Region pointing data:
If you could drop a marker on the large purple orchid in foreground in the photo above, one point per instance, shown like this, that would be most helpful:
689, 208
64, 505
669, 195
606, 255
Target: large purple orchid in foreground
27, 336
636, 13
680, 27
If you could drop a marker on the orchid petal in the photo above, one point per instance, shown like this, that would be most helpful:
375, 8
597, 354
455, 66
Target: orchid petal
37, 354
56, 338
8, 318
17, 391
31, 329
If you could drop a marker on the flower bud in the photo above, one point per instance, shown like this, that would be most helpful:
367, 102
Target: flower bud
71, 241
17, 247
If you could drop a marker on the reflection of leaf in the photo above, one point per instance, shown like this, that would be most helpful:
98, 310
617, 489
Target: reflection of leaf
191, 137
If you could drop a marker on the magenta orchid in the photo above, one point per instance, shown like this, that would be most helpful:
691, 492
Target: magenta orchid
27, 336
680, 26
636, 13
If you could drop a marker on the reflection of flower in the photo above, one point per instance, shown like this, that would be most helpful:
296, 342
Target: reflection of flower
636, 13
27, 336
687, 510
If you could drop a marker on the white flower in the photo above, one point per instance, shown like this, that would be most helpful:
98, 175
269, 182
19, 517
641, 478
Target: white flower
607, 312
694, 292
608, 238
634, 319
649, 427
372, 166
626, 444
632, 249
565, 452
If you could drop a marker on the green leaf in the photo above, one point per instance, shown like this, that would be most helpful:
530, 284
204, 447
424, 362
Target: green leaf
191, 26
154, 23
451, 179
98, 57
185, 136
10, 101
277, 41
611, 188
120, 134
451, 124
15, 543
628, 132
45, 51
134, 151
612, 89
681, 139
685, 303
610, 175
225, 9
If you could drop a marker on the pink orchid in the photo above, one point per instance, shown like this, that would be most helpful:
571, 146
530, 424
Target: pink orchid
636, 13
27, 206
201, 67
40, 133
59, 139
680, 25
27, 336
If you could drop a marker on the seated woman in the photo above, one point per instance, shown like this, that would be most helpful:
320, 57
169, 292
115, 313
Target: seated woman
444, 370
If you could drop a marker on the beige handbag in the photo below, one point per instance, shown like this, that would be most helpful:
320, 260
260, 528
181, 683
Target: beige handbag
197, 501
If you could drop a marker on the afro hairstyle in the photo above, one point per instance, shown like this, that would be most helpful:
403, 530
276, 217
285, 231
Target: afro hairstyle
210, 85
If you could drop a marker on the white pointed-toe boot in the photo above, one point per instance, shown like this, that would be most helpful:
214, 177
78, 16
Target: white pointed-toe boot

PROMPT: Starting at the line that contains "Target: pink orchid", write out every line through the end of the entries, exactly and with nothing added.

RESPONSE TO THE TASK:
Target: pink orchid
636, 13
27, 206
201, 67
40, 133
59, 139
680, 25
27, 336
If you could drop a marker on the seated woman in the photo above, one point per instance, shown like this, that would be most helpful:
320, 57
169, 292
115, 313
Target: seated woman
444, 370
If you could drop a marker on the beige handbag in the photo below, one point per instance, shown like this, that would be most helpful:
320, 260
260, 528
181, 683
Target: beige handbag
197, 501
If you could drop a marker on the afro hairstyle in the photo above, one point per instance, shown like this, that would be most helpful:
403, 530
276, 217
285, 231
Target: afro hairstyle
210, 85
If you could drop a marker on the white pointed-toe boot in the photo above, one point per instance, shown like this, that would be most helpful:
214, 177
78, 16
Target: white pointed-toe boot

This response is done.